Set problem
Pick up the post on poll crossbreaks after its last sentence and keep writing it.

___ Selected extract

I wrote last November about the dangers of cherrypicking out figures in crossbreaks to come up with sensationalist stories that don’t actually reflect the truth – and I spend an inordinate amount of time nagging about not paying too much attention to regional crossbreaks. Nevertheless, they never seem to go away.

On Friday, for example, the New Statesman was getting overexcited about the crossbreak for under 25s in the most recent YouGov poll, which showed Labour 47 points ahead of the Conservatives amongst young people. The figures were based on a sample of only 71 people, so the margin of error was about 12 points (in fact, given that the figures were re-percentaged to exclude Don’t knows and Won’t Votes it was actually even lower – only 45 people under 25 actually gave voting intentions, giving a margin of error of plus or minus 15 points.)

______
___ Listed records

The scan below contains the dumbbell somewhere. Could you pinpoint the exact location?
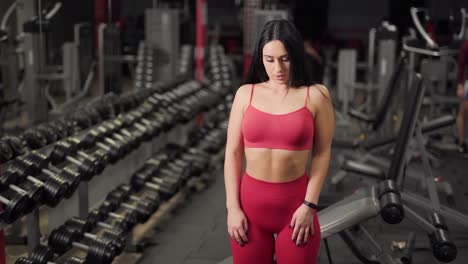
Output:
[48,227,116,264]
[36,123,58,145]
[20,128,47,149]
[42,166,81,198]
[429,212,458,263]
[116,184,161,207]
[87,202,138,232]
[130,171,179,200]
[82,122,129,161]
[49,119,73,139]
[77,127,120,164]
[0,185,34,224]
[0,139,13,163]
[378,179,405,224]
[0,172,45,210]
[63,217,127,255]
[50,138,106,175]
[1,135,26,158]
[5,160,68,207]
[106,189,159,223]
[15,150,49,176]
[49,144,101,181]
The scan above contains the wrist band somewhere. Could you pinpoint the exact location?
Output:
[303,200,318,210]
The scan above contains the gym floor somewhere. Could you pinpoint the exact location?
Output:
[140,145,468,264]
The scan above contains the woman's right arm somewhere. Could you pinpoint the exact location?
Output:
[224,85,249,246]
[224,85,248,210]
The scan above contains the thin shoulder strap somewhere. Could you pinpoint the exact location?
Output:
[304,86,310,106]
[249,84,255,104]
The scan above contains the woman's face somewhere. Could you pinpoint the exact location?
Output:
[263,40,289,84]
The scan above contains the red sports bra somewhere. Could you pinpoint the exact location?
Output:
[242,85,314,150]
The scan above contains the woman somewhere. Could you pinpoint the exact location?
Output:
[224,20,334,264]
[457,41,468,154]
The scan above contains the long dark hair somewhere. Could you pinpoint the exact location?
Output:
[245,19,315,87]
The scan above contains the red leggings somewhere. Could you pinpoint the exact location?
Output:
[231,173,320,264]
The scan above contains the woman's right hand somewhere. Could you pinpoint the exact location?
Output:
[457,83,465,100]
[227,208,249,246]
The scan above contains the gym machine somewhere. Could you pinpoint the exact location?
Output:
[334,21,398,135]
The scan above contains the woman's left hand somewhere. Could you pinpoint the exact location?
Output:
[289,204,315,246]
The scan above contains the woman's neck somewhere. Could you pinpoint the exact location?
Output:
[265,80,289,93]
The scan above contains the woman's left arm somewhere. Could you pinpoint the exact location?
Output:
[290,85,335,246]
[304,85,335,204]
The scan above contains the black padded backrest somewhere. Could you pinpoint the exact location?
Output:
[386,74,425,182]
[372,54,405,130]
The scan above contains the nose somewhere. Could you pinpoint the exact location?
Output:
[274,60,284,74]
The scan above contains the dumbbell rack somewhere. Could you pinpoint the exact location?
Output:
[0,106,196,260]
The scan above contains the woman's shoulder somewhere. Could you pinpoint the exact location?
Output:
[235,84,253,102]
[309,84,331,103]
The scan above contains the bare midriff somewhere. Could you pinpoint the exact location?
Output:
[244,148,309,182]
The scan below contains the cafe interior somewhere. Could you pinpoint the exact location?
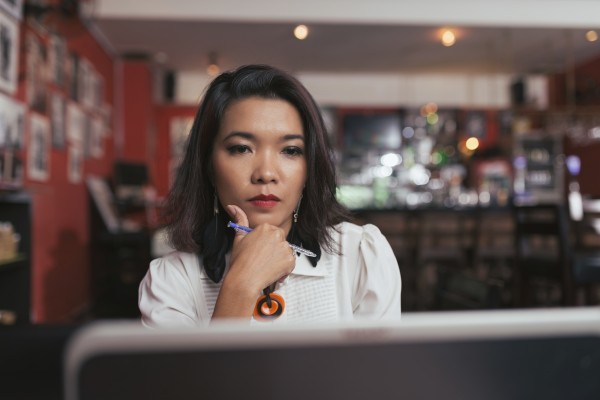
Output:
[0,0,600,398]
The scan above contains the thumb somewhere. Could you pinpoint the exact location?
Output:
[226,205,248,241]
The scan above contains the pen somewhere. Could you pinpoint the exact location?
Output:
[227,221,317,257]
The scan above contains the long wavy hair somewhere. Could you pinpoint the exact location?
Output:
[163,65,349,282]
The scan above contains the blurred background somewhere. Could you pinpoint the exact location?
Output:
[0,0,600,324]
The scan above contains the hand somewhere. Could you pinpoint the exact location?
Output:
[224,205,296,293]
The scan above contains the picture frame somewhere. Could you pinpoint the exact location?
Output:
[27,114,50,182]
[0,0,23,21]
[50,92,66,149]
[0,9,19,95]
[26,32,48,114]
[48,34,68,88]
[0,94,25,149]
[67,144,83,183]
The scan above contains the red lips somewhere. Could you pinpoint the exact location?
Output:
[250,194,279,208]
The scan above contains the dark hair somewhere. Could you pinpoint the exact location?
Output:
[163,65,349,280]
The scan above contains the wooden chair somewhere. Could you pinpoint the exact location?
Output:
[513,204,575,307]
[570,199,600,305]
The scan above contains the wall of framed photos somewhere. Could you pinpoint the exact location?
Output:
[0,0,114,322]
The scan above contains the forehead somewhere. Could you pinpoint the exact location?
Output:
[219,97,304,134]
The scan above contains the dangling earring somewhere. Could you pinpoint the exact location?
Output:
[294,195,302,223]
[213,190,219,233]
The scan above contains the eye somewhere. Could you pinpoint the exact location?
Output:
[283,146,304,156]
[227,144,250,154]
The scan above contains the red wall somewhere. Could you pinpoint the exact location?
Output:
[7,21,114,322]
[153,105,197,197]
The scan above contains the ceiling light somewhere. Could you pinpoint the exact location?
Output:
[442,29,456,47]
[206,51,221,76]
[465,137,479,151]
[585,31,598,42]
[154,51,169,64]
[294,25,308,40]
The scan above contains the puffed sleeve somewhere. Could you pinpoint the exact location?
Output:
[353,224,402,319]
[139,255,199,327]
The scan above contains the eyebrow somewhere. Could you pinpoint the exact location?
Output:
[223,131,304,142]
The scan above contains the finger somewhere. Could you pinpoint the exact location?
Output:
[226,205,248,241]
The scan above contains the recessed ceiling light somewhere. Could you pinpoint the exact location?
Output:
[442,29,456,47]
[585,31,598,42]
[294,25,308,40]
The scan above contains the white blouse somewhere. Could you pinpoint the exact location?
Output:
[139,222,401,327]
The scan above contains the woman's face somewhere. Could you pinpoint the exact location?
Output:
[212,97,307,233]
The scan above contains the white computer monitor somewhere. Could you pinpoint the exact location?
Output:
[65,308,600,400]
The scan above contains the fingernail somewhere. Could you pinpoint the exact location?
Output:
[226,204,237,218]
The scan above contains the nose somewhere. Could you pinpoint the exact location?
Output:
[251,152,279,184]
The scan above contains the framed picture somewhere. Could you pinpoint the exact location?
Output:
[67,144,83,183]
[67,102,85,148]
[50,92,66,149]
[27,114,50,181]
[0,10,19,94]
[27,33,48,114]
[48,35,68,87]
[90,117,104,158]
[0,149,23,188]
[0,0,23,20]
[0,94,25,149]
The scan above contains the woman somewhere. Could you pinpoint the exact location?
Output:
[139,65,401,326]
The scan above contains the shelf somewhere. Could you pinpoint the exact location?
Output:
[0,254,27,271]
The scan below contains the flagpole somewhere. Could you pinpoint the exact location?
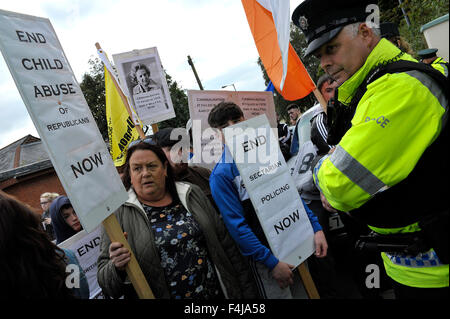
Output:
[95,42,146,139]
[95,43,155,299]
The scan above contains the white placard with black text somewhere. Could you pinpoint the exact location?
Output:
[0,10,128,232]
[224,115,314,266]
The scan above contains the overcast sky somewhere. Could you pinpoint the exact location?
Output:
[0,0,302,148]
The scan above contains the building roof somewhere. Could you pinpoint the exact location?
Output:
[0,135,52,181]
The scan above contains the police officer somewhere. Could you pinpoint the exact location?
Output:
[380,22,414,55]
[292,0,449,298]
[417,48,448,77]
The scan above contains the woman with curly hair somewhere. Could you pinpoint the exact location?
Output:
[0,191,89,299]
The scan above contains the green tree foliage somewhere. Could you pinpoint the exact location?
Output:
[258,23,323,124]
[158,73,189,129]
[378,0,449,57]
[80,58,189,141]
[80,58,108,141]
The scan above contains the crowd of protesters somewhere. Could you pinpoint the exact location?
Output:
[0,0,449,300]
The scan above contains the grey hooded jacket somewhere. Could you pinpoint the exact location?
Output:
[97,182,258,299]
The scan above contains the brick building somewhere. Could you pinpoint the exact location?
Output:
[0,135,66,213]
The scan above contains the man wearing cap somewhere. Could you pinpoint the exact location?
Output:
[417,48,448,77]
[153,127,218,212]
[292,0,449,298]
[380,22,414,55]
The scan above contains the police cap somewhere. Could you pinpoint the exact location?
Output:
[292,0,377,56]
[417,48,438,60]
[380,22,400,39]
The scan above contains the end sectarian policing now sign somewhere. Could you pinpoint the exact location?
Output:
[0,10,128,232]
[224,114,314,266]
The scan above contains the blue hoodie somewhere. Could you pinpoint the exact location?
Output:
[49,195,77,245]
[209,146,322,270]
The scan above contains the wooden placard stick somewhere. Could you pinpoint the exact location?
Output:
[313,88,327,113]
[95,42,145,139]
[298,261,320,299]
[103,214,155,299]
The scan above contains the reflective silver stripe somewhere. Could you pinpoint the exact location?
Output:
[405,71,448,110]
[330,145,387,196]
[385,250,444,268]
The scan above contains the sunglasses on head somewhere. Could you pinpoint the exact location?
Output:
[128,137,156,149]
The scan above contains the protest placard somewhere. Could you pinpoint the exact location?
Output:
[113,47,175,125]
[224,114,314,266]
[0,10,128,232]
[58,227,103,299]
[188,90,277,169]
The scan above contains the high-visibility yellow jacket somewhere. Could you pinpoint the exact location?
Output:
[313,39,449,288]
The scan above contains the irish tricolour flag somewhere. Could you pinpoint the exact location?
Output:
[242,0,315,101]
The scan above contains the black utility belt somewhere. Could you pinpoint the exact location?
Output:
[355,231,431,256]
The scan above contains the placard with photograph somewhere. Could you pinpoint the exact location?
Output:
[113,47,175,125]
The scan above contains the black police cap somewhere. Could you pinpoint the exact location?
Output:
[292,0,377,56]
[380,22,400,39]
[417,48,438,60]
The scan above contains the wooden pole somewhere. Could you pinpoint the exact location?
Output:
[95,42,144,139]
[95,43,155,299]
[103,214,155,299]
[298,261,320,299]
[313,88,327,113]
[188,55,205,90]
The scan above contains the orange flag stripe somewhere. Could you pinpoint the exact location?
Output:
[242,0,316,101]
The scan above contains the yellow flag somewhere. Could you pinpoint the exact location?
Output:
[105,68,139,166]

______

Output below
If the New Statesman had taken the time to look at other recent cross-breaks for young people it should have become clear that (a) the figures were very volatile, as you’d expect from such a small sub-sample and (b) that this was an outlier. The average figure for the rest of the last week was CON 24%, LAB 49%, a lead a little over half of Friday’s (this is still a very large Labour lead of course, but not unsurprising given they have a 12 point lead nationally and there tends to be a correlation between age and voting intention, with young people more Labour and older people more Conservative).

Another example this week was David Skelton at Platform 10, citing regional cross-breaks from Populus polling to demonstrate that support for gay marriage isn’t just amongst a metropolitan elite, but is actually higher in blue-collar Northern areas. Now, while I suspect David’s ultimate argument is correct (after all, it’s not like only Southern middle class people are gay or get married), the evidence he cites doesn’t really hold up. 81% of respondents in the North East did indeed tell Populus that they supported gay marriage… but it was on a sample size of 45 people, giving a margin of error of 15 points and meaning support for gay marriage in the North East was not actually significantly different to that in London.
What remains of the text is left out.